It also aids us in understanding why our minds comprehend the universe at all. If it is true that we are ‘created in the image of God’ then we derive from God the ability to conceptualize the principles that underlay the structure of nature – we are both the product of the mind of God, and we share with it the ability to comprehend its works.
That modern thinkers are beginning to see the underlying purpose of the universe is no surprise. If men are honest observers, whatever winding roads they might follow they arrive back at the same place despite their desires to end up somewhere else.
As a Christian I believe the universe was structured so that, as Romans says, “what may be known about God is plain to them, because God has made it plain to them.” If that is true, then the simplest man or the most sophisticated thinker should be able to observe nature and have some notion that it exists for a purpose – and that certainly appears to be the case.
I was reading a post recently by New Atheist Jerry Coyne criticizing a book by philosopher J. P. Moreland called Christianity and the Nature of Science. I haven’t read the book myself, so I can’t speak directly to Coyne’s criticisms, but I can speak to the logic of his main argument. Essentially he argues (contra Moreland) that theology has not arrived at “some truth concerning the world”. How does he know that? Well according to Jerry Coyne, he knows that because so many religions disagree on the nature of God:
Now let me first agree that philosophy has progressed, at least in areas I’m familiar with, like ethical philosophy, where bad arguments have been weeded out and questions have become clearer.
But that doesn’t apply to theology. One need consider only this: if theology has arrived at “some truth concerning the world,” then that “truth” is flatly denied by adherents of other faiths. There is in fact no unanimity among religions about how many Gods there are, what God is like, what God’s commands are, whether there’s a hell or an after life of any sort, how you get saved, whether you’re reincarnated, and so on. There are, for example, more than 34,000 denominations of Christianity alone, and that doesn’t include all those other religions. And all of them differ not only in claims about the nature of God and how one is saved, but about things like divorce, sex, gay rights, and birth control. If you think that religion has arrived at the truth, first have a look at this truncated phylogeny of Christianity (which of course leaves out the thousands of other religions).
As is typical of Jerry Coyne as well as New Atheists generally, what is missing here is logic. He doesn’t ever justify why the existence of various beliefs about some topic undermine the fact that we can know something true about said topic. Take a study like political philosophy. It has been fairly well established that constitutional democracies that respect individual rights are far superior to any number of other political systems in terms of freedom, personal prosperity, health and scientific and technical advancement. Despite this fact, many of the same political systems that have always existed still exist. We still have tribal warlords, kings, dictatorships, communist regimes, and theocracies. And within the broad umbrella of constitutional democracies, there are many variations – multi-party systems, two party systems, those that employ prime ministers and those that employ presidents, and some that do both. If Coyne’s logic were accurate, then we would have to conclude that nothing has been learned about what constitutes a good political system. Of course such a conclusion is absurd.

******************************

▶ _Challenges_:
• a. Rewrite the paragraph in the page excerpt that begins "As is typical of Jerry Coyne" as a shorter paragraph, keeping its main facts.
• b. Answer these questions using the page excerpt, one per line:
(i) What is the title of the book by J. P. Moreland that Coyne criticizes?
(ii) According to the quoted passage, how many denominations of Christianity are there?
(iii) In the quoted passage, which area of philosophy is given as an example of progress?

▶ _Given information_:
******************************

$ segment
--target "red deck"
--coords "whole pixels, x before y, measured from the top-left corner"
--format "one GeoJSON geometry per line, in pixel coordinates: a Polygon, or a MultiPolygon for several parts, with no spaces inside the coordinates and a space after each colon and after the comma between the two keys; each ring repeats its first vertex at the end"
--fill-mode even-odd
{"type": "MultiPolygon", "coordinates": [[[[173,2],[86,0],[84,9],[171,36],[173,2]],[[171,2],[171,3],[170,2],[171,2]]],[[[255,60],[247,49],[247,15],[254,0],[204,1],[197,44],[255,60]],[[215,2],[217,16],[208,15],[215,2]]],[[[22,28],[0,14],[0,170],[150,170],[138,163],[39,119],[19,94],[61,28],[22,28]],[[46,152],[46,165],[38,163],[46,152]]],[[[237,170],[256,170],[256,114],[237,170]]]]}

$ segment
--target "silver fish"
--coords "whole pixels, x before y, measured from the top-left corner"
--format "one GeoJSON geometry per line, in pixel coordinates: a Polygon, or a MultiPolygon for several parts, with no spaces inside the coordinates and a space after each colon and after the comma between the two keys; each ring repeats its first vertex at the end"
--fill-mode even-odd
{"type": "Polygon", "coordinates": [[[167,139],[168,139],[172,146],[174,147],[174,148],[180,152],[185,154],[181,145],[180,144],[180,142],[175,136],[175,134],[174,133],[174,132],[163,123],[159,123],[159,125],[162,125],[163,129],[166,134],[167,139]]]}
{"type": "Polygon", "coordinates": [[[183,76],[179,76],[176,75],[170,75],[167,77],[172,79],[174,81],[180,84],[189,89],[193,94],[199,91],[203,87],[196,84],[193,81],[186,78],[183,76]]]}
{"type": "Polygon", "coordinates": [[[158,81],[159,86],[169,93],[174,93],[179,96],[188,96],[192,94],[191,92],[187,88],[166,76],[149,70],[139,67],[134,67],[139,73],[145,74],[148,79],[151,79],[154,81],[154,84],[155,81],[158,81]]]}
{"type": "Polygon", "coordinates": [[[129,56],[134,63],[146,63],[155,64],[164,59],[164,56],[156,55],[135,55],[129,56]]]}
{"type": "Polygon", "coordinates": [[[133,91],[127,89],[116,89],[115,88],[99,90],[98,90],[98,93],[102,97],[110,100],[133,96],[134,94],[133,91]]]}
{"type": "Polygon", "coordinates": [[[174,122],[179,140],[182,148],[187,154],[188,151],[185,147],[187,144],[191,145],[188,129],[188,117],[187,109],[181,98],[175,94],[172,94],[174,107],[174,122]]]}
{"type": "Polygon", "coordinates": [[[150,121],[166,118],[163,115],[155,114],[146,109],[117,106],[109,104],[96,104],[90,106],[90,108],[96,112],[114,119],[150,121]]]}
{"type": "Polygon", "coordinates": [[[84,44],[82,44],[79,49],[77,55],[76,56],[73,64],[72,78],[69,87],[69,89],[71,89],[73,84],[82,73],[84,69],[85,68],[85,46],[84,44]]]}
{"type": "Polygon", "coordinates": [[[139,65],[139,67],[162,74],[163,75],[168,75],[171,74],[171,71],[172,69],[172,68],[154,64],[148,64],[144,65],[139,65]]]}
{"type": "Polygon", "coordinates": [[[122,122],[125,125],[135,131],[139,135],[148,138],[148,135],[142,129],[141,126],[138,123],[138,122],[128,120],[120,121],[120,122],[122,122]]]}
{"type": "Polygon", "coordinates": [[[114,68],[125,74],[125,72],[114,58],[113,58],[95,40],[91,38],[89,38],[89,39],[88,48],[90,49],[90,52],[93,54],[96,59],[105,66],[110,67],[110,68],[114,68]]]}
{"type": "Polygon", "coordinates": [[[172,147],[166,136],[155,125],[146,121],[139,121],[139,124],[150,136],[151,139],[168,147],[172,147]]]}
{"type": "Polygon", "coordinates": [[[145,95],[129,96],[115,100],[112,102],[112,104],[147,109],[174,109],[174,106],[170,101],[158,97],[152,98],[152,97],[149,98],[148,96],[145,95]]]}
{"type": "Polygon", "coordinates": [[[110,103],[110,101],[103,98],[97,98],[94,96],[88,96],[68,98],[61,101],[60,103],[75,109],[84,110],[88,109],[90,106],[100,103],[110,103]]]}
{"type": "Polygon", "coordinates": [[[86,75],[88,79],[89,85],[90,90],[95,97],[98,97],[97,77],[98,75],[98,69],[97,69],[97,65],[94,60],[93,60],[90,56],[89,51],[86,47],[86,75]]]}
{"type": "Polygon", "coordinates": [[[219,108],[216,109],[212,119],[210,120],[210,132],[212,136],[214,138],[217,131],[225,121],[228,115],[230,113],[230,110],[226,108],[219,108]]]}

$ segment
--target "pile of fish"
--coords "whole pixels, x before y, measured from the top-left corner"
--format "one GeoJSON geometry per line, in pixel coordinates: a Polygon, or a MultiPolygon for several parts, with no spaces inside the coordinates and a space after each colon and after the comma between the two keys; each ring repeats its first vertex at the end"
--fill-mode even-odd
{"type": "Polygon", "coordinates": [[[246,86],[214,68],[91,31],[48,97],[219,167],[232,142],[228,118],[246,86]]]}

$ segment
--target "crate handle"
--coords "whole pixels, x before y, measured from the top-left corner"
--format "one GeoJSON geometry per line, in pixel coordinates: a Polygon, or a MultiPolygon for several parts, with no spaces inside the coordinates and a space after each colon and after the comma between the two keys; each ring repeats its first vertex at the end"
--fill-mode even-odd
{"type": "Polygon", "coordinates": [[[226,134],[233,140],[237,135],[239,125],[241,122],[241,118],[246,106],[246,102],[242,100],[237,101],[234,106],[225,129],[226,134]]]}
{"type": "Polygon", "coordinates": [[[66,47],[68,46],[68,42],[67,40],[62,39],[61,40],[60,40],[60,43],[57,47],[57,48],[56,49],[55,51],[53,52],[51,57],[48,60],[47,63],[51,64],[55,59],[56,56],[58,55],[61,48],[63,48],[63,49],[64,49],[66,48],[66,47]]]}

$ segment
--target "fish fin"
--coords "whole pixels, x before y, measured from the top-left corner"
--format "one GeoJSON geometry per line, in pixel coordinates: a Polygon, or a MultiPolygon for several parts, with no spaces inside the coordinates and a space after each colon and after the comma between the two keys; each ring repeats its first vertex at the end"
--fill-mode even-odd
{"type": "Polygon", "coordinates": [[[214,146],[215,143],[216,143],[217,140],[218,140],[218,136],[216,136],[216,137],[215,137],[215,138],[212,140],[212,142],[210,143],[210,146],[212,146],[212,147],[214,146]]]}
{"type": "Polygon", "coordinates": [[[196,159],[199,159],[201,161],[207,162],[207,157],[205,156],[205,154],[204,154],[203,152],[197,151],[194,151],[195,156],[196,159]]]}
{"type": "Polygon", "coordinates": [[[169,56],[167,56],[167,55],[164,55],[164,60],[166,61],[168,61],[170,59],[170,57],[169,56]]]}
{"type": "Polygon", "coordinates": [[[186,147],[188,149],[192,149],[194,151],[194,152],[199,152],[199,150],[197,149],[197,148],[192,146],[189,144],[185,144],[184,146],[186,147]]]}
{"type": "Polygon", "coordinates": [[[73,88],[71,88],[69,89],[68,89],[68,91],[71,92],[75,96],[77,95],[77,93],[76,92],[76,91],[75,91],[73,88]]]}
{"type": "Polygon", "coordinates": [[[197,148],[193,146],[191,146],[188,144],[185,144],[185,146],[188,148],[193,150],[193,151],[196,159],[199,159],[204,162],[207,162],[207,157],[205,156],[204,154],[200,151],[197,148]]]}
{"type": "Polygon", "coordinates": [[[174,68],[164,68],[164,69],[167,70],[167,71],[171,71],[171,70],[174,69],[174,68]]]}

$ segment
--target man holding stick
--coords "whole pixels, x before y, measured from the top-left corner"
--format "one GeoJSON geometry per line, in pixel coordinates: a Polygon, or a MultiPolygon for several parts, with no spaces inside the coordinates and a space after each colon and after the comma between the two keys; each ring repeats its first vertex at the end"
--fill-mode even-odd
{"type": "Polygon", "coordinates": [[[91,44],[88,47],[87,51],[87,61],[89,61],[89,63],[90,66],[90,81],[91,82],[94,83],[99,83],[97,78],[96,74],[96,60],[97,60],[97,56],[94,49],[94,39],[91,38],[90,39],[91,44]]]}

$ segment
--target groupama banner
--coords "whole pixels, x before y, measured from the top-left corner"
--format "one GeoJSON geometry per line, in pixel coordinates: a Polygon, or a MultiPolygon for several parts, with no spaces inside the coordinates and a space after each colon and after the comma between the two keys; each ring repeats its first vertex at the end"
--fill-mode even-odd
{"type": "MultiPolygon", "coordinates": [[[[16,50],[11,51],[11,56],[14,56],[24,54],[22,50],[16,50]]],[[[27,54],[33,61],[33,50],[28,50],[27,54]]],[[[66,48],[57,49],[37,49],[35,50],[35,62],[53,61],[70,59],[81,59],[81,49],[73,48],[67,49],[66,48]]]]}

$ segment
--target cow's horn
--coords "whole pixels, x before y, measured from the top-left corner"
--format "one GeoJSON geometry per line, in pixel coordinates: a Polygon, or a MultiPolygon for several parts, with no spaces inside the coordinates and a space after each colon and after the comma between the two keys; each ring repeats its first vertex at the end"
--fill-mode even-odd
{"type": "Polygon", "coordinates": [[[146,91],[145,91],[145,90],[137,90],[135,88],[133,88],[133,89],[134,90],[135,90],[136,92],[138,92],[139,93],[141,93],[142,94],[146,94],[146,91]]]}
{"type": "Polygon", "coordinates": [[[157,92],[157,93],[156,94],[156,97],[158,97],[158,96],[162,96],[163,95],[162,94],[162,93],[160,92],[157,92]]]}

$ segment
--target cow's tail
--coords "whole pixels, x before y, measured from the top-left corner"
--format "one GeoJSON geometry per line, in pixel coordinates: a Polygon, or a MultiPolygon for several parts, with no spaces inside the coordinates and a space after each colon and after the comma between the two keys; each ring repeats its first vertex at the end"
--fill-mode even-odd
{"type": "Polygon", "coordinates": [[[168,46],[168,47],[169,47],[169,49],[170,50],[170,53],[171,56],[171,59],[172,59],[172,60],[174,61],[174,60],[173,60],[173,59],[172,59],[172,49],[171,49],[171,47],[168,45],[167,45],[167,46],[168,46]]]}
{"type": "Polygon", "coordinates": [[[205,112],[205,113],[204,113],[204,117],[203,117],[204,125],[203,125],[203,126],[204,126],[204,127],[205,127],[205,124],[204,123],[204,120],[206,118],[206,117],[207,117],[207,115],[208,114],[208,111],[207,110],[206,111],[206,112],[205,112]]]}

******************************

▶ _In response_:
• a. The writer says that Jerry Coyne, like New Atheists generally, lacks logic: he never justifies why the existence of varied beliefs about a topic undermines the possibility of knowing something true about it. Political philosophy shows the problem. Constitutional democracies that respect individual rights are fairly well established as superior in freedom, personal prosperity, health, and scientific and technical advancement. Yet tribal warlords, kings, dictatorships, communist regimes, and theocracies still exist, and democracies themselves vary: multi-party or two-party, with prime ministers, presidents, or both. By Coyne's logic, nothing would have been learned about what makes a good political system, and that conclusion is absurd.

• b.
(i) Christianity and the Nature of Science
(ii) More than 34,000
(iii) Ethical philosophy